### [Task goal]
Reproduce the listing word for word, covering the stretch from its first line through the line containing "[394,434,467,477]", with both ends included.

### [Data listing]

>> BEGIN

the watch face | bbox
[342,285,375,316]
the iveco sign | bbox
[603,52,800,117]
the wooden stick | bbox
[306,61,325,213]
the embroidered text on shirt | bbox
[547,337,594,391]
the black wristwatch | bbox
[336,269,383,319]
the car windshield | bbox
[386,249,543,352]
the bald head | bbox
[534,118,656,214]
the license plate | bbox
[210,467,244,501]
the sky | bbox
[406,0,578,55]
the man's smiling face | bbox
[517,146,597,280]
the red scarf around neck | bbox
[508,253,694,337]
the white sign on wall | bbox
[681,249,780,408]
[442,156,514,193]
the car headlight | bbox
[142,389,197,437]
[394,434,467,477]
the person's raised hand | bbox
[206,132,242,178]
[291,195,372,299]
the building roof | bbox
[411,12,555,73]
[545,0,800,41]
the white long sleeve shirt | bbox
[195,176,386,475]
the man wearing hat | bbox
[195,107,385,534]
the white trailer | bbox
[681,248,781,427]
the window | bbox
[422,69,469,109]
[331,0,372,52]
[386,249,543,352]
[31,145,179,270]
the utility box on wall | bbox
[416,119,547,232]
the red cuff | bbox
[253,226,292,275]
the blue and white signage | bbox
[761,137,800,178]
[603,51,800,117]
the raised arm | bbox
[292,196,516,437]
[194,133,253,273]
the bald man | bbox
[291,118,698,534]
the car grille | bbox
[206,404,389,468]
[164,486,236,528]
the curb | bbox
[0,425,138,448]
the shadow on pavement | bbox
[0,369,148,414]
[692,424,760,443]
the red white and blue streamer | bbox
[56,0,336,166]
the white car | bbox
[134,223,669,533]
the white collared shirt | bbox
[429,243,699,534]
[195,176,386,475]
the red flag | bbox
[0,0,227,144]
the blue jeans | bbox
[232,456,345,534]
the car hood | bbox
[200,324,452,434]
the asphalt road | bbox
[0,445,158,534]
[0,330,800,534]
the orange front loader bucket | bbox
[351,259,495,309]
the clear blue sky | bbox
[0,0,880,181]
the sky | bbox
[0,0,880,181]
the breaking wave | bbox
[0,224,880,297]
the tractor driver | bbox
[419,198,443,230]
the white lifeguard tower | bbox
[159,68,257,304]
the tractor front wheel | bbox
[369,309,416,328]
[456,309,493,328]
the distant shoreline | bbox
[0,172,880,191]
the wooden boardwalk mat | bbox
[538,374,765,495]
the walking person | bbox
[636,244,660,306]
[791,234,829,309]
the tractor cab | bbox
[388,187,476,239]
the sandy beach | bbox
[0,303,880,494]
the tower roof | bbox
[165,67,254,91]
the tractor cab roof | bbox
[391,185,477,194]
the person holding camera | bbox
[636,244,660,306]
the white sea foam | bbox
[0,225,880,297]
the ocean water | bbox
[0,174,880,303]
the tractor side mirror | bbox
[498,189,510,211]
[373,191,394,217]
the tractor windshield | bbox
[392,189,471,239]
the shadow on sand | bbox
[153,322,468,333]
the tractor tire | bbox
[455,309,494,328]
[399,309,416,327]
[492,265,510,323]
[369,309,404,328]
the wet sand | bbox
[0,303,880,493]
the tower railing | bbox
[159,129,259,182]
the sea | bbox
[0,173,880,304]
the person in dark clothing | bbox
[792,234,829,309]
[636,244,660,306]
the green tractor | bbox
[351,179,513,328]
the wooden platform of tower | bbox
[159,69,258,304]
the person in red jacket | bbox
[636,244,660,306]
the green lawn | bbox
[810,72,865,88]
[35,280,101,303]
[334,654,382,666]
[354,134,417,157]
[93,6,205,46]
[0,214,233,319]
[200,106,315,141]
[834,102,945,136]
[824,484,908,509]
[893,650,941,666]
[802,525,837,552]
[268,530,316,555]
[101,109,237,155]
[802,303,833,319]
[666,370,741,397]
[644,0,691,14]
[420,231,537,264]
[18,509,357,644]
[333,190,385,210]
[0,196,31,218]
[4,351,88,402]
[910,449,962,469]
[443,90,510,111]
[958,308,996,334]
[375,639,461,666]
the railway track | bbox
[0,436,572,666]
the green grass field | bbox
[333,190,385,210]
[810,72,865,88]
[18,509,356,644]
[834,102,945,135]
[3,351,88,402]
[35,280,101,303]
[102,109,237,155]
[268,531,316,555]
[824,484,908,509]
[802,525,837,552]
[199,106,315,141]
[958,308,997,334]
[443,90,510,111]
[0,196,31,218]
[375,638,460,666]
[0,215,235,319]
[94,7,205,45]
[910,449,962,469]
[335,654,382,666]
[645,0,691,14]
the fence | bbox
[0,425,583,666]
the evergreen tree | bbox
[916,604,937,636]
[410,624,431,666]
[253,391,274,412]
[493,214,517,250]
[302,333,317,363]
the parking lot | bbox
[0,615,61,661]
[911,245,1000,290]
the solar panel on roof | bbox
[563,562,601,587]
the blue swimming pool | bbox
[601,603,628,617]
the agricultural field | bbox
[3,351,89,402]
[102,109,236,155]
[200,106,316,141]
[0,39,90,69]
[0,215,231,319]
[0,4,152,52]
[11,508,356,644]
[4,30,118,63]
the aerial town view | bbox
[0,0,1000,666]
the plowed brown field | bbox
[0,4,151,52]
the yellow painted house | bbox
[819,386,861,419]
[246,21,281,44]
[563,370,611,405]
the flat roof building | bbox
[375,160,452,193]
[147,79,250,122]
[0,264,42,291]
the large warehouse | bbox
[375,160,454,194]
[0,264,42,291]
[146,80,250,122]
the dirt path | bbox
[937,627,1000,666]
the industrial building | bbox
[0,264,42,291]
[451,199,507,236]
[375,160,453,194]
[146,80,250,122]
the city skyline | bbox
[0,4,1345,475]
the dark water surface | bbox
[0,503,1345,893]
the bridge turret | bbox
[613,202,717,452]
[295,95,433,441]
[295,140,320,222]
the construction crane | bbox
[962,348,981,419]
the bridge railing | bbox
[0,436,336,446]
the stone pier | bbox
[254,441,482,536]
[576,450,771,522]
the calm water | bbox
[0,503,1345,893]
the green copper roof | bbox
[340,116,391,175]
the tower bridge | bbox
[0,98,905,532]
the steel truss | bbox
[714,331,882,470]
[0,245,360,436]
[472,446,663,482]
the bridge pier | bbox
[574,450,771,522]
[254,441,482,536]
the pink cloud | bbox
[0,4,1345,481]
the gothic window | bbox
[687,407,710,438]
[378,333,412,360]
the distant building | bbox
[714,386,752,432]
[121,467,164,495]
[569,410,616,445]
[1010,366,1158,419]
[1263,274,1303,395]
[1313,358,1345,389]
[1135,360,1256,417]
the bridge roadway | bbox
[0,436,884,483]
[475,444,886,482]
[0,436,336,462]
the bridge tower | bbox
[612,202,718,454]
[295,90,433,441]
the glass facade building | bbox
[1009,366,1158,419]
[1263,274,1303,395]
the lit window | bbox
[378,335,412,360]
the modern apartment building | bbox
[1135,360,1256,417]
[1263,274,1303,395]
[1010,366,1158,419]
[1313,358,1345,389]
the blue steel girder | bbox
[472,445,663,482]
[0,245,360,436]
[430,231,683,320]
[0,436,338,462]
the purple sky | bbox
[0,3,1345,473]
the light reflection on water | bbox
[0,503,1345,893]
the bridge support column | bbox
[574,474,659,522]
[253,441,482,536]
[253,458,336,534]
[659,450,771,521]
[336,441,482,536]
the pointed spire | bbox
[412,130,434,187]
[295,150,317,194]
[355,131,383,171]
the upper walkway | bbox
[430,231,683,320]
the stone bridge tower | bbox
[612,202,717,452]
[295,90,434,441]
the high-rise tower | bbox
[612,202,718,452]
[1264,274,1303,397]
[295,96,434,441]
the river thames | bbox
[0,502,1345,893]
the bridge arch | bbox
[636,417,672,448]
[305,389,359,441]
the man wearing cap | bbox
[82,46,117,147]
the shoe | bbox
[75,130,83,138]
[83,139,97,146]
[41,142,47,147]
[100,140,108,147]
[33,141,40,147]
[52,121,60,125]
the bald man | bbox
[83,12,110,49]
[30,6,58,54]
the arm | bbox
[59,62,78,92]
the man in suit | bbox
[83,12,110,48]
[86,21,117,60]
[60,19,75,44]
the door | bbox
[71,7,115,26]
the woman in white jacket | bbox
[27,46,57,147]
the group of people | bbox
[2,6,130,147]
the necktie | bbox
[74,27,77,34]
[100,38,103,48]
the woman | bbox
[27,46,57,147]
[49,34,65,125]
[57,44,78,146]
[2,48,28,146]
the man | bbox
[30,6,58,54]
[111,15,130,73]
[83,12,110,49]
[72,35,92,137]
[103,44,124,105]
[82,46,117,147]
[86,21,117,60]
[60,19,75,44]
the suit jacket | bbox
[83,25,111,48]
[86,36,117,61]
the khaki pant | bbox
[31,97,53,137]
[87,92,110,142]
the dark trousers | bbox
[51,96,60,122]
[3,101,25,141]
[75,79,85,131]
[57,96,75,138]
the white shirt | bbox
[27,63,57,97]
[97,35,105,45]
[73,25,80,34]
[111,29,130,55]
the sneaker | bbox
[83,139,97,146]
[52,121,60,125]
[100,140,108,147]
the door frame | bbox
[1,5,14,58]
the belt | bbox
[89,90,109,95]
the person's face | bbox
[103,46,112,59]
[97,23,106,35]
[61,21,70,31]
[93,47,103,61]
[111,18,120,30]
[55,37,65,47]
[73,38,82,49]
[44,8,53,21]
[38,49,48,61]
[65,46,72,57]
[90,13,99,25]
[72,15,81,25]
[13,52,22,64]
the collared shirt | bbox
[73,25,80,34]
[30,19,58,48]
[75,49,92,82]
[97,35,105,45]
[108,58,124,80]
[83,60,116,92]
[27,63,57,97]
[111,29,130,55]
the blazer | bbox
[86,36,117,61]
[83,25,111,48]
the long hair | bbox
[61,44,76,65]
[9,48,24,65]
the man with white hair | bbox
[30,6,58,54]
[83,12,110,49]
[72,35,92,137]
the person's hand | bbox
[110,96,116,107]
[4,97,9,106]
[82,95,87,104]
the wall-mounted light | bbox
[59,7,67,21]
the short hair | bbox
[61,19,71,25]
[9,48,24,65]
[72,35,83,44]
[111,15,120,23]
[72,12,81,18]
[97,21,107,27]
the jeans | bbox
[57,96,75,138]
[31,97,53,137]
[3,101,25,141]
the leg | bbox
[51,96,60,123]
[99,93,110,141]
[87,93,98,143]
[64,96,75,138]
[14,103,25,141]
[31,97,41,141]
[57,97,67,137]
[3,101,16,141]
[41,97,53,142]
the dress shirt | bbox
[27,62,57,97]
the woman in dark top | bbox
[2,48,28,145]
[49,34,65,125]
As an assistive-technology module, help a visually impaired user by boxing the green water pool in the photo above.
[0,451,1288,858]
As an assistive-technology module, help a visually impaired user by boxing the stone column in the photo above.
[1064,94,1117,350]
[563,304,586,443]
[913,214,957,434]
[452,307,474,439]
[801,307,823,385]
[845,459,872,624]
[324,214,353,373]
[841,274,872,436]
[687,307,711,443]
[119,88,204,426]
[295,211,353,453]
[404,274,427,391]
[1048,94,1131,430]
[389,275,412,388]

>> END

### [Correct response]
the watch face | bbox
[342,285,375,316]
the iveco sign | bbox
[603,52,800,117]
the wooden stick | bbox
[306,61,325,213]
the embroidered text on shirt | bbox
[547,337,594,391]
the black wristwatch | bbox
[336,269,383,319]
the car windshield | bbox
[386,249,543,352]
the bald head | bbox
[534,118,656,214]
the license plate | bbox
[210,467,244,501]
the sky | bbox
[406,0,578,55]
the man's smiling face | bbox
[517,146,597,280]
the red scarf around neck | bbox
[508,253,694,337]
the white sign on wall | bbox
[681,249,780,408]
[442,156,514,193]
the car headlight | bbox
[142,389,197,437]
[394,434,467,477]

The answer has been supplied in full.